What you have to do:
Please set down, word for word, everything in the student evaluations text below from "Most colleges and" down to "and faculty rights.".

Questioning student evaluations - World leading higher education information and services

Most colleges and universities are nearing the end of their fall terms. Hence it’s time not only for final examinations but also for collecting student evaluations of teaching (SET). Student ratings can be high-stakes. They’re used to evaluate teaching when faculty members are being considered for tenure or promotions. They’re also employed in decisions as to whether to reappoint faculty on contingent contracts. In fact, they’re often the only method a university uses to monitor the quality of teaching and their abuse can lead to disastrous violations of academic freedom and faculty rights.

Recently, a number of scholars have published research demonstrating that student evaluations may not be the best way to measure either student learning or instructor effectiveness. Two studies in particular are especially revealing.

Items:
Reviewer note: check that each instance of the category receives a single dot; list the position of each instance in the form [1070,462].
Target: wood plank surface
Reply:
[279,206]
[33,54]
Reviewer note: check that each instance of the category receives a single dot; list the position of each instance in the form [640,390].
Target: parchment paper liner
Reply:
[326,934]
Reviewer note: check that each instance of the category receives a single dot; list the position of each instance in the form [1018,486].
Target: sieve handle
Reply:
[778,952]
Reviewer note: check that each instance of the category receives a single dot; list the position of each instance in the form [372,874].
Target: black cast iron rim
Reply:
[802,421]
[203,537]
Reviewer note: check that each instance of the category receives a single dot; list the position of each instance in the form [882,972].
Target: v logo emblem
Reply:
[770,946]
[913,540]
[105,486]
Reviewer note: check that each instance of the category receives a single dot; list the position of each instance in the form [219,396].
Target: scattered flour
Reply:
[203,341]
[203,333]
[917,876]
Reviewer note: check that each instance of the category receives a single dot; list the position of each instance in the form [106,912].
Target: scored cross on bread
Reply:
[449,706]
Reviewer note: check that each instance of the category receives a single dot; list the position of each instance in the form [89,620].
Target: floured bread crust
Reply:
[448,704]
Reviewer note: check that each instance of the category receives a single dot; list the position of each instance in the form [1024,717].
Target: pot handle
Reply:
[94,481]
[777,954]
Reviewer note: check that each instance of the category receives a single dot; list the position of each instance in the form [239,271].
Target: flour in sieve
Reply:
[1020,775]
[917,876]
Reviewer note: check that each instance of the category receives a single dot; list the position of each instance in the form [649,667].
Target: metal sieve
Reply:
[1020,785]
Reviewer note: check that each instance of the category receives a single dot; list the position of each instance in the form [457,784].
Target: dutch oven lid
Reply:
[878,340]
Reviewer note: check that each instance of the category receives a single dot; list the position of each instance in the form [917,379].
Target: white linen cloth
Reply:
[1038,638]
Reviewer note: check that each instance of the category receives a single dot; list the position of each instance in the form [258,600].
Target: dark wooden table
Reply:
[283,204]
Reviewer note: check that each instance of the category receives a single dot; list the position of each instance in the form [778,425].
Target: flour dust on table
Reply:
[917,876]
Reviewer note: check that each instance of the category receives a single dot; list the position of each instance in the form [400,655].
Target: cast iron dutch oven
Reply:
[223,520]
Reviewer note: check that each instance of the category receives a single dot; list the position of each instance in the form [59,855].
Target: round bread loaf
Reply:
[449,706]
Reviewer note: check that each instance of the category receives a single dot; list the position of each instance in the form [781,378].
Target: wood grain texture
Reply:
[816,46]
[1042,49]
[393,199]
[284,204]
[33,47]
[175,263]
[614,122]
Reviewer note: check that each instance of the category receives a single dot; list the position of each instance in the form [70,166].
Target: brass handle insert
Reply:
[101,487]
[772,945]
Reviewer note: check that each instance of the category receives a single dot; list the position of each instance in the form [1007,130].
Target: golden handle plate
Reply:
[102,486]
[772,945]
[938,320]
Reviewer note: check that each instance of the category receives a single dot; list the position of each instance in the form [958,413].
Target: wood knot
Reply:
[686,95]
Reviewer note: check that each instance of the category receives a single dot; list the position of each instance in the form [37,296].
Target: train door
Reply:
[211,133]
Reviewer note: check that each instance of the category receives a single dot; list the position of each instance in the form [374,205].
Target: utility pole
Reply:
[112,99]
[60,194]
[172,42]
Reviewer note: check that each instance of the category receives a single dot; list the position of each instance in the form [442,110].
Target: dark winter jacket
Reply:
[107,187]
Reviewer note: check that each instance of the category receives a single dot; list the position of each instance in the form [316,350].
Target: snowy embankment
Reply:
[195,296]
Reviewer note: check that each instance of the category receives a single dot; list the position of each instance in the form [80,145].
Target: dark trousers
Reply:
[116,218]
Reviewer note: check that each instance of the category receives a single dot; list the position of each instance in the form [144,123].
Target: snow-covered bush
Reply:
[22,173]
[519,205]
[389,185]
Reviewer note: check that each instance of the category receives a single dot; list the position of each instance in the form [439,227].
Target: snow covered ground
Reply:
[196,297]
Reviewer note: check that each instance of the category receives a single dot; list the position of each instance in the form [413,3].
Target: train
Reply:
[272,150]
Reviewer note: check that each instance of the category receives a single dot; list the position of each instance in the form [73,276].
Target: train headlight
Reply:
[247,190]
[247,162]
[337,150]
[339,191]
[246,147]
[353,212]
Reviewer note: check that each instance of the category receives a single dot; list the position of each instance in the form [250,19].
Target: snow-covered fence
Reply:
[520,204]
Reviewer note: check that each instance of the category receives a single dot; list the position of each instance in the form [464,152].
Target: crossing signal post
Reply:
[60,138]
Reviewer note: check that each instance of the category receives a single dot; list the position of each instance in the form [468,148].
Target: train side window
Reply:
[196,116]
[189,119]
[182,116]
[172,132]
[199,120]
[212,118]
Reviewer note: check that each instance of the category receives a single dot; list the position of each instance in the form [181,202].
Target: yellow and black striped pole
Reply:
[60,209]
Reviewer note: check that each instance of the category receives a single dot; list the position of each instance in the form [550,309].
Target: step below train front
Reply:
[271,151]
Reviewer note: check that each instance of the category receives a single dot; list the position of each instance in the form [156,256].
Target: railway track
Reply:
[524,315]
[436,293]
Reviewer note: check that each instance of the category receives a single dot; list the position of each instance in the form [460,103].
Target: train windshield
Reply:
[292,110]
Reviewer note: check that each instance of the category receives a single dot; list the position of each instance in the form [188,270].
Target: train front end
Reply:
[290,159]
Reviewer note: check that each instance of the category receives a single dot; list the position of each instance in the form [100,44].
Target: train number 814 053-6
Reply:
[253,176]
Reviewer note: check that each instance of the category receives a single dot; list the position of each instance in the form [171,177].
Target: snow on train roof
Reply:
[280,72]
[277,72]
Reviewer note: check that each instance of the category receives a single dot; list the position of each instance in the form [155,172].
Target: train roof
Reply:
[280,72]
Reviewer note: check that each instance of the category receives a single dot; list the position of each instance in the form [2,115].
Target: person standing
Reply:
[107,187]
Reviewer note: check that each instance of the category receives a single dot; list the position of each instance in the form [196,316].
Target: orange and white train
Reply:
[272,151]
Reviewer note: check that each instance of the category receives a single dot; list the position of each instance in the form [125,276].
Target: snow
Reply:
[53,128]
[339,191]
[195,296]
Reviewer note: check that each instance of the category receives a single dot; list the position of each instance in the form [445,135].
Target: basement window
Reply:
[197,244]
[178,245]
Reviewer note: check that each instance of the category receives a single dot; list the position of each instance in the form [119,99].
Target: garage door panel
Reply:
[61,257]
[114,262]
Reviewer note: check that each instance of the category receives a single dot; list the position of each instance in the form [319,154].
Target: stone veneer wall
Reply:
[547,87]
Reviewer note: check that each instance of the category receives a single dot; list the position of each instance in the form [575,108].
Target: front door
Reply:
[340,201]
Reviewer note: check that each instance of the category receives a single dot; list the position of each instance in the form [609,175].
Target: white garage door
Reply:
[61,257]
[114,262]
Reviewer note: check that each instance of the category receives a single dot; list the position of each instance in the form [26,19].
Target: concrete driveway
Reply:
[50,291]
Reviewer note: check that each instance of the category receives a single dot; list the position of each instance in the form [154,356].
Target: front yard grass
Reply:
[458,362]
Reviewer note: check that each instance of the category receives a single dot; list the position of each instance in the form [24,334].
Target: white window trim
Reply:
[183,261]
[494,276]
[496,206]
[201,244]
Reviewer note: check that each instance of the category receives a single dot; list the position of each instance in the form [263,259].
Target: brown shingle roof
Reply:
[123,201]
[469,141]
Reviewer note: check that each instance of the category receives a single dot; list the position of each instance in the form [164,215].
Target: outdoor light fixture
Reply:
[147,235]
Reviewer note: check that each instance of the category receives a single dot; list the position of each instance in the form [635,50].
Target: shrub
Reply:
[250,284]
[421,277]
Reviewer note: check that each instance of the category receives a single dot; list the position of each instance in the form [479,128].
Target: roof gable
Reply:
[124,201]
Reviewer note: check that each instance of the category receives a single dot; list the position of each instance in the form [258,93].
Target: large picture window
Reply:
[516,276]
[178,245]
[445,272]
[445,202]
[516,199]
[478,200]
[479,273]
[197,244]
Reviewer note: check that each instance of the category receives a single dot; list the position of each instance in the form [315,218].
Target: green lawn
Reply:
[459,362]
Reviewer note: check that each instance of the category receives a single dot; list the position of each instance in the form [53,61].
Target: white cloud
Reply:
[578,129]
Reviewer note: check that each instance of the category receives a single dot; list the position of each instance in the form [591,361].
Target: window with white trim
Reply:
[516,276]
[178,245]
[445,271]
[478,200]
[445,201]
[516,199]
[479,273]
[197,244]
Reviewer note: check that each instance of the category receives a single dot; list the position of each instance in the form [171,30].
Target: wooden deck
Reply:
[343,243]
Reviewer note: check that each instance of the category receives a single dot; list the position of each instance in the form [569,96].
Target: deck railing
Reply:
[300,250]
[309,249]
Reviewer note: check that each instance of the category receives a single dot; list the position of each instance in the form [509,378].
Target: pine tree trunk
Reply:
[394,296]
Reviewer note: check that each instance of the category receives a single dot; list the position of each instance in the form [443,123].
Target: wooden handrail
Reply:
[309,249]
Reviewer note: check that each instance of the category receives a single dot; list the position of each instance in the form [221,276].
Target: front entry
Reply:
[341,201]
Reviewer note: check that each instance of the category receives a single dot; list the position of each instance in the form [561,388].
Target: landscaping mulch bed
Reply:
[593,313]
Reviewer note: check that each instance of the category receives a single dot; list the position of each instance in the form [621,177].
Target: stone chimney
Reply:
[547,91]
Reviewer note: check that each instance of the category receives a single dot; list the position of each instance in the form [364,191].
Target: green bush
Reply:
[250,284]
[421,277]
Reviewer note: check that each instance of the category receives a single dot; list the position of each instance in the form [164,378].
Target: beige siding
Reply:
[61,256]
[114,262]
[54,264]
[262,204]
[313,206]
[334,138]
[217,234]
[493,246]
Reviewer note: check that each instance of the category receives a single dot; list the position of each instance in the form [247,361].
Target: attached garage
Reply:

Output below:
Most colleges and universities are nearing the end of their fall terms. Hence it’s time not only for final examinations but also for collecting student evaluations of teaching (SET). Student ratings can be high-stakes. They’re used to evaluate teaching when faculty members are being considered for tenure or promotions. They’re also employed in decisions as to whether to reappoint faculty on contingent contracts. In fact, they’re often the only method a university uses to monitor the quality of teaching and their abuse can lead to disastrous violations of academic freedom and faculty rights.